▶ **Problem to work on**
Reproduce everything from the line containing "Please give the outline of every instance of the striped" down to the line containing "91, 17 93))", both ends included, and nothing else from the material. Keep the request and its format sample unchanged, but multiply every coordinate in the outline answers by 1.55 and round each result to a whole number, with halves rounding up.

▶ **Shape boundary records**
┌────────
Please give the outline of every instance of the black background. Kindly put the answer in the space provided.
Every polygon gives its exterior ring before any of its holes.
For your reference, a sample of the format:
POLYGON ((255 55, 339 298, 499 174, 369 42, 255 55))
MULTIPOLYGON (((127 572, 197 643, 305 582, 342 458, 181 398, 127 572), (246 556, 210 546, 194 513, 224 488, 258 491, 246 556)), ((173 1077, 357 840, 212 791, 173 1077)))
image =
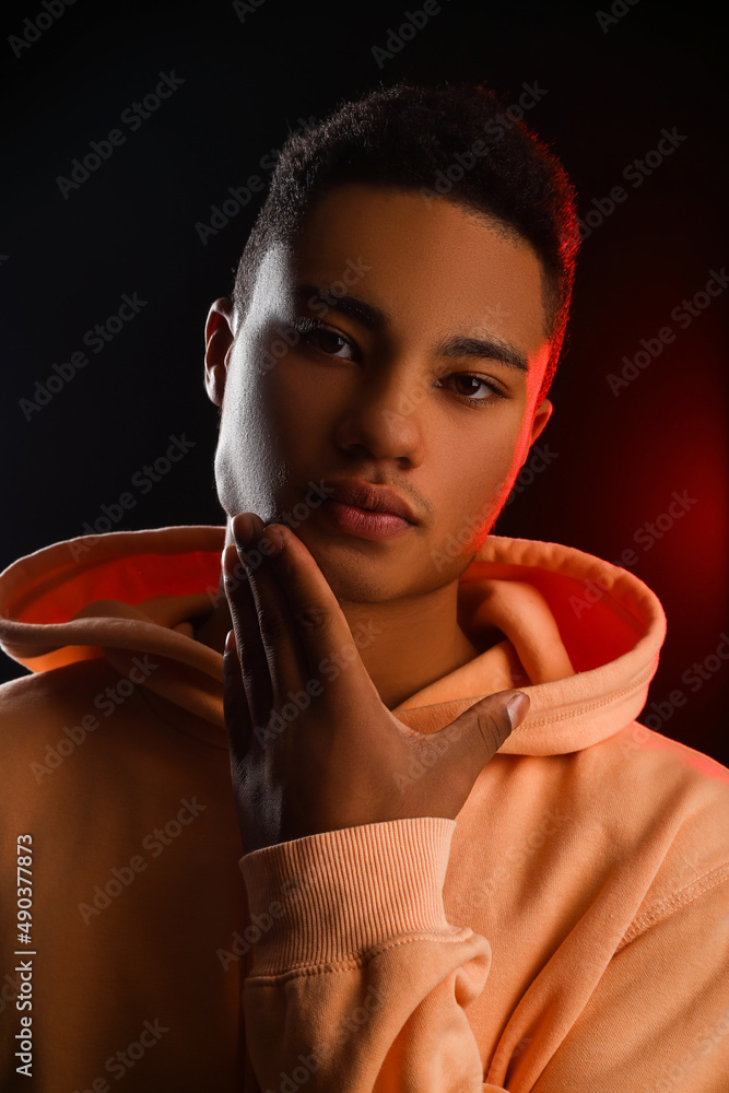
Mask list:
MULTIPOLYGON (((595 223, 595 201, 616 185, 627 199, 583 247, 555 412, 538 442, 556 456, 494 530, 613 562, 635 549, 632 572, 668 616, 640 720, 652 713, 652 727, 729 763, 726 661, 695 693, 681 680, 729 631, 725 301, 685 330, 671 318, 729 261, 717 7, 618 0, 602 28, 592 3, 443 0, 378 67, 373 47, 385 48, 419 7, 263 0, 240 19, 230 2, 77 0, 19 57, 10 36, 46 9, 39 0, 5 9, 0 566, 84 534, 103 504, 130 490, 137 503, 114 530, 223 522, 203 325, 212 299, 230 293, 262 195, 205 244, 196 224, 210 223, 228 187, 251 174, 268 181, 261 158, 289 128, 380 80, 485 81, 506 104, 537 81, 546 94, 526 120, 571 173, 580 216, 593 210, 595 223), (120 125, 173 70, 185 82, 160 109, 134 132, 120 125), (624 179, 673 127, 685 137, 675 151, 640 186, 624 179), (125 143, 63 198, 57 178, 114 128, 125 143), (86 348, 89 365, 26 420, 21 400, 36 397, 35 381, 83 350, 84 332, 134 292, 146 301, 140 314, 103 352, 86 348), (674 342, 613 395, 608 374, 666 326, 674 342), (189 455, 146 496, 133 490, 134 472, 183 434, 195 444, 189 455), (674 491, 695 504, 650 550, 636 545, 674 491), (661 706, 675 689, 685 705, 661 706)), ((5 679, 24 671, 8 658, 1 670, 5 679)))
└────────
┌────────
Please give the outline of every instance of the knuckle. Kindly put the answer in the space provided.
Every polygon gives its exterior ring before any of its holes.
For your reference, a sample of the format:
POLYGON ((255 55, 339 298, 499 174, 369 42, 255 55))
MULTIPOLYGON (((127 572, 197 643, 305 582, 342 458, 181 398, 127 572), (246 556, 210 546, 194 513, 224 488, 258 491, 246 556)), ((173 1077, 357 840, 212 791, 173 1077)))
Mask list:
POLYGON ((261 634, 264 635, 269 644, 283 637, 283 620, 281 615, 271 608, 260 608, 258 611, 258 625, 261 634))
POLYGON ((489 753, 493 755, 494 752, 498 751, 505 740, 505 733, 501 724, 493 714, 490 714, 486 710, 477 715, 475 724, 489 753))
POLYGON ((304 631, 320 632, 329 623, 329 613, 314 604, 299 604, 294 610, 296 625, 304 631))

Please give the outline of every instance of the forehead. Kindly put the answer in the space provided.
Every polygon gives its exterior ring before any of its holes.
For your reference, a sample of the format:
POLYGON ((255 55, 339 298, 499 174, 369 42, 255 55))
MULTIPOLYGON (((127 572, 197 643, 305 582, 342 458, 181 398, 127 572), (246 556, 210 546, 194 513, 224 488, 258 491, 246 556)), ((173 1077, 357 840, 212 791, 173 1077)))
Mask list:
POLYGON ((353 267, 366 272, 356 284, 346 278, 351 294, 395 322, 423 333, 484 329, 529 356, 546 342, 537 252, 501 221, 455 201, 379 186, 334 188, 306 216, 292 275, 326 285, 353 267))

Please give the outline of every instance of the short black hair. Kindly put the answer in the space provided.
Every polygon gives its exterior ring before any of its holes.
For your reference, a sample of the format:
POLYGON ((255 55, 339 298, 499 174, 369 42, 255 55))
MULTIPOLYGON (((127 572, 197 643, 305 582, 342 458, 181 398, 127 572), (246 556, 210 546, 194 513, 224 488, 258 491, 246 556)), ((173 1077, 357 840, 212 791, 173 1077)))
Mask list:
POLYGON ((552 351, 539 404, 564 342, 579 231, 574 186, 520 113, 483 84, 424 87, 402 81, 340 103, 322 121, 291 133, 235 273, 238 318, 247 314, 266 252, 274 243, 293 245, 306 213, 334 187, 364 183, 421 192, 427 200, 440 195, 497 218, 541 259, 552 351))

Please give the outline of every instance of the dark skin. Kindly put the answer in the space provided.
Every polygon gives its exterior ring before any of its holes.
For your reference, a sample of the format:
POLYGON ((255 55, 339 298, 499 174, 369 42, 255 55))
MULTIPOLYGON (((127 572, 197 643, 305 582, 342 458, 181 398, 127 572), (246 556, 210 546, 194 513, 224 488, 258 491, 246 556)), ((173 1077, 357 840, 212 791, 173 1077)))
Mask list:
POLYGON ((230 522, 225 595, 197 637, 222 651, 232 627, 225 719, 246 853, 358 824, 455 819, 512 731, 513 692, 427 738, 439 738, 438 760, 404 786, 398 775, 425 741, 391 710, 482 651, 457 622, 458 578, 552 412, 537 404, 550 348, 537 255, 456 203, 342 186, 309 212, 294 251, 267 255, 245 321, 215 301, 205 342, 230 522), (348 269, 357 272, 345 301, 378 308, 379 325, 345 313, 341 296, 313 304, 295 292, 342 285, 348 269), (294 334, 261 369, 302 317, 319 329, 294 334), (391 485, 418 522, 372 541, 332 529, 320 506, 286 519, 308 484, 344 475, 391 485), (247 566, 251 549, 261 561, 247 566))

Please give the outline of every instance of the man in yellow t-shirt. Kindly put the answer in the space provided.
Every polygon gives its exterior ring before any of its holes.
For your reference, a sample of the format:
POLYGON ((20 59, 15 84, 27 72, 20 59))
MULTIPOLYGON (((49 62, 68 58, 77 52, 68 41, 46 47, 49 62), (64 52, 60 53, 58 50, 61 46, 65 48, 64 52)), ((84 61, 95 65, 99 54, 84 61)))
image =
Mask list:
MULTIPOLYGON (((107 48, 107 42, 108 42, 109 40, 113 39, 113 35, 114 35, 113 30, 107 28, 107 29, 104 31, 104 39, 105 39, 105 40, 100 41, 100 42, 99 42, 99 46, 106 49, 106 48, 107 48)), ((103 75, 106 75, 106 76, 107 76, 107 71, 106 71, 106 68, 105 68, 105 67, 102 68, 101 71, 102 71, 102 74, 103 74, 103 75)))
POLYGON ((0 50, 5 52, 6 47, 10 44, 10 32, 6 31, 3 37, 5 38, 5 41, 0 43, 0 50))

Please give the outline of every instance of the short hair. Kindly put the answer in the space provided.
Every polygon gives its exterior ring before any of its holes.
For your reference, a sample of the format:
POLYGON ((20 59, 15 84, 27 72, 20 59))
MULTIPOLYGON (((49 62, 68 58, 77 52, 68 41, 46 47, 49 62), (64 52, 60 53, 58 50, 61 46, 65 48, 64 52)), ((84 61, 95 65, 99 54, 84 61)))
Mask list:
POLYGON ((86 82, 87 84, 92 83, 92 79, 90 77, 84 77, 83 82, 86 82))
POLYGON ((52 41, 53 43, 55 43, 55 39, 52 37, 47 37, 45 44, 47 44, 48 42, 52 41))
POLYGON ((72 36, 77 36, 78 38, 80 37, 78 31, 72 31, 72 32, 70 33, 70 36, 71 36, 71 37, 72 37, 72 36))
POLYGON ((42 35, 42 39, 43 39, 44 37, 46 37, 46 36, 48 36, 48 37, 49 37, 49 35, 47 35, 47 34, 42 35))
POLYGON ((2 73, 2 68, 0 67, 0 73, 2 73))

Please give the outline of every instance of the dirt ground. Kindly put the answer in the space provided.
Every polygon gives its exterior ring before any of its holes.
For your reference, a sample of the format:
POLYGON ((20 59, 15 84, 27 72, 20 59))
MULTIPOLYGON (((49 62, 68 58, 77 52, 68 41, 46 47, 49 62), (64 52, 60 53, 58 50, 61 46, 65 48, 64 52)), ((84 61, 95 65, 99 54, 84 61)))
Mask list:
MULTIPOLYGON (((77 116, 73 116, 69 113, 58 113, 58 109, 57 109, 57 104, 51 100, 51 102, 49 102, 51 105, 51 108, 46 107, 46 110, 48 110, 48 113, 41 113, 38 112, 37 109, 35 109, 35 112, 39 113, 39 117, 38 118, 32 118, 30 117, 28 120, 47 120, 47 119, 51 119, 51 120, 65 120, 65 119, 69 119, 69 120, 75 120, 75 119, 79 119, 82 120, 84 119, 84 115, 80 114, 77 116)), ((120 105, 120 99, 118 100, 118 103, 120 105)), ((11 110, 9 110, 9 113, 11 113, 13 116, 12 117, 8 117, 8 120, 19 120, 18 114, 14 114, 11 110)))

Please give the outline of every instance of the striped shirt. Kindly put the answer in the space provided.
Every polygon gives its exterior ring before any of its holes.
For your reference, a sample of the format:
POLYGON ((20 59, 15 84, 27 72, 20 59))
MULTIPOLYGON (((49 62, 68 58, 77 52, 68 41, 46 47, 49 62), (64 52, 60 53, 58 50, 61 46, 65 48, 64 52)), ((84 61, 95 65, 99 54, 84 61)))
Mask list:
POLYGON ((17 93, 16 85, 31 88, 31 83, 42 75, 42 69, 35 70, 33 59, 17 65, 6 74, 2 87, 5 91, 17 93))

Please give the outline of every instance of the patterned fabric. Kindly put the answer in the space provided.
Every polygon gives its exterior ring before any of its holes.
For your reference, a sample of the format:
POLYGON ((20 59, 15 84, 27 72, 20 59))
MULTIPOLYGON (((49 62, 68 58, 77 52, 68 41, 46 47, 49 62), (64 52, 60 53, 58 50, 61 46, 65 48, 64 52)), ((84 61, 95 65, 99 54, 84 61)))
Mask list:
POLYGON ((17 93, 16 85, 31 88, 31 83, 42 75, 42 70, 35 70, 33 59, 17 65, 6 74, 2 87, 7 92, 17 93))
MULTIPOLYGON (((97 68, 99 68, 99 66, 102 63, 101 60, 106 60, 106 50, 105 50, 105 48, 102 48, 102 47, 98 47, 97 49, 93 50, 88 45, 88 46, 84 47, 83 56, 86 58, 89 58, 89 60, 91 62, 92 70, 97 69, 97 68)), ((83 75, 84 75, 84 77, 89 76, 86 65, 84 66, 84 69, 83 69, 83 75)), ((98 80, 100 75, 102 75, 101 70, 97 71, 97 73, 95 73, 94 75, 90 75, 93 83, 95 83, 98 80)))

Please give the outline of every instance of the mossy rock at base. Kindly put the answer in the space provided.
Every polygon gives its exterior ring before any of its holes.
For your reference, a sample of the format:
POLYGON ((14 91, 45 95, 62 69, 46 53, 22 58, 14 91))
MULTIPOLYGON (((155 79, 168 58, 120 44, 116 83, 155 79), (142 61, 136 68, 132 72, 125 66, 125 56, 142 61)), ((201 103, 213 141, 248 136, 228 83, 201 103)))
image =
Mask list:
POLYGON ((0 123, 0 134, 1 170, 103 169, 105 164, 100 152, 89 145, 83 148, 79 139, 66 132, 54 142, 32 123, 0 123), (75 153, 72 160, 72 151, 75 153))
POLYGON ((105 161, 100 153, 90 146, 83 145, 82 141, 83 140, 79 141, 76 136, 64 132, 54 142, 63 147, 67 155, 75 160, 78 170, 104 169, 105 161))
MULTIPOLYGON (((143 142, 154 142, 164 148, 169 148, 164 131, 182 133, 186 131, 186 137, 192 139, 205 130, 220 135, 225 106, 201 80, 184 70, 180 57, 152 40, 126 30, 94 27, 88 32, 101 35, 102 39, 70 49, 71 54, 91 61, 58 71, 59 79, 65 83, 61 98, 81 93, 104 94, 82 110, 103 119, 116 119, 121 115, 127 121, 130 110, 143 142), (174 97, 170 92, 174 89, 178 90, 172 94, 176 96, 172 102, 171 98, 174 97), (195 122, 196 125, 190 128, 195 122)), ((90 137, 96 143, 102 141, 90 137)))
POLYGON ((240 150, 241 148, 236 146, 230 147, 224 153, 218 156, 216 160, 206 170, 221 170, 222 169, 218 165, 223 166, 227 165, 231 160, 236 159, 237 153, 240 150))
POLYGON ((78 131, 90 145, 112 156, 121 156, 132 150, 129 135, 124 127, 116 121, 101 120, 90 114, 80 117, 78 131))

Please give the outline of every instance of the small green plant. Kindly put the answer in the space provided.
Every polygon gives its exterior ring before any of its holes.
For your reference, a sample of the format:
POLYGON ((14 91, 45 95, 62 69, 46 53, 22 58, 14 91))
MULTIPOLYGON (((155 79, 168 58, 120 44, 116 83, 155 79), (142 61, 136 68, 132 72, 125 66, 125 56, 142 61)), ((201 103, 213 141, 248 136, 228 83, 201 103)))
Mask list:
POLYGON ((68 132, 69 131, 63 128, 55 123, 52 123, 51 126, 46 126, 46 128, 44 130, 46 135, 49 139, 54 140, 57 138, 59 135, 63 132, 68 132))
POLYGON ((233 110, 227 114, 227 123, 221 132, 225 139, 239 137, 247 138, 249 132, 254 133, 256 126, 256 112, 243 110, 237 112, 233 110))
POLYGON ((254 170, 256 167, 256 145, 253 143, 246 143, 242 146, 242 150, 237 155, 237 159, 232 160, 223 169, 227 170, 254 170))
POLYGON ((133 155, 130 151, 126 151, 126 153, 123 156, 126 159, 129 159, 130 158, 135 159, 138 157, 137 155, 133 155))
└────────
┌────────
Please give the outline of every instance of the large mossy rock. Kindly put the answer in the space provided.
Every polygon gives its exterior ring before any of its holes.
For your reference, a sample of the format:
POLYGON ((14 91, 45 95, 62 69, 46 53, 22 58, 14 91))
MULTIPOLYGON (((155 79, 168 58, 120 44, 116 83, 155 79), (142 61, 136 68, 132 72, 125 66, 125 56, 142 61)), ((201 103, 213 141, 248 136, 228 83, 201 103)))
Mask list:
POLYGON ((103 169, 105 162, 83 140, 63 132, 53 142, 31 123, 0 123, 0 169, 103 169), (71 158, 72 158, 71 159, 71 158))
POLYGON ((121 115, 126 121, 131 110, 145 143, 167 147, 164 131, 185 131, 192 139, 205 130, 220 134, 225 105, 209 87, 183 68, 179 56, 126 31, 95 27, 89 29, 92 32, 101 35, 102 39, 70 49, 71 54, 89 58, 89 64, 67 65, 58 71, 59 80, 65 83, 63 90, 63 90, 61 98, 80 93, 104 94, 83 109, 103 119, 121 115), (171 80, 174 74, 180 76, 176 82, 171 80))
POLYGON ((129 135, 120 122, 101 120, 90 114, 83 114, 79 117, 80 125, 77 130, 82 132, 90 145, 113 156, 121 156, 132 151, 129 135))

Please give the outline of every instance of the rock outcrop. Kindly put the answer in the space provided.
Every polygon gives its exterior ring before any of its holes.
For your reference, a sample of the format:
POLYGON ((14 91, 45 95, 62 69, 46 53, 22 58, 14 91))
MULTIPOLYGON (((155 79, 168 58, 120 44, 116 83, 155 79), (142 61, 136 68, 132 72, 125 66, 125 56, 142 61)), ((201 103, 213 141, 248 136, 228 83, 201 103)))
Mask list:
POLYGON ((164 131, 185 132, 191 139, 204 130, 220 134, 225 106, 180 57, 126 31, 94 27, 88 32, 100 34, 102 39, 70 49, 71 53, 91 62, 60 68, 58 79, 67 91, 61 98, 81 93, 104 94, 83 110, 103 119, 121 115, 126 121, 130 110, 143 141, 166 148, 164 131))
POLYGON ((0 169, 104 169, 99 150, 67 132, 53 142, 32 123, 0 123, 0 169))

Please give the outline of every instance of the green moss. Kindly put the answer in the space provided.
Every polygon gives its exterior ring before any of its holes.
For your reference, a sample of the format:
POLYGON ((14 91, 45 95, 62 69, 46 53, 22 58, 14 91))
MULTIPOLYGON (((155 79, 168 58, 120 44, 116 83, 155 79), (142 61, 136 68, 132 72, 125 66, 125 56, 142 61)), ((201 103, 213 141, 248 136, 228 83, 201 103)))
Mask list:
└────────
▶ **The solution**
Please give the outline of every instance of the striped shirt. Kindly put the answer in the space provided.
Every polygon gives its exterior ring before any of its holes.
For your reference, a sample of the format:
POLYGON ((20 59, 15 84, 27 72, 20 59))
MULTIPOLYGON (((49 62, 68 58, 77 52, 68 41, 46 47, 49 62), (64 52, 60 53, 58 50, 61 46, 65 48, 64 52)), ((84 61, 95 65, 99 54, 84 61)))
Mask list:
POLYGON ((26 144, 25 132, 48 136, 48 129, 65 116, 65 107, 54 109, 51 91, 26 101, 9 115, 3 135, 8 141, 26 144))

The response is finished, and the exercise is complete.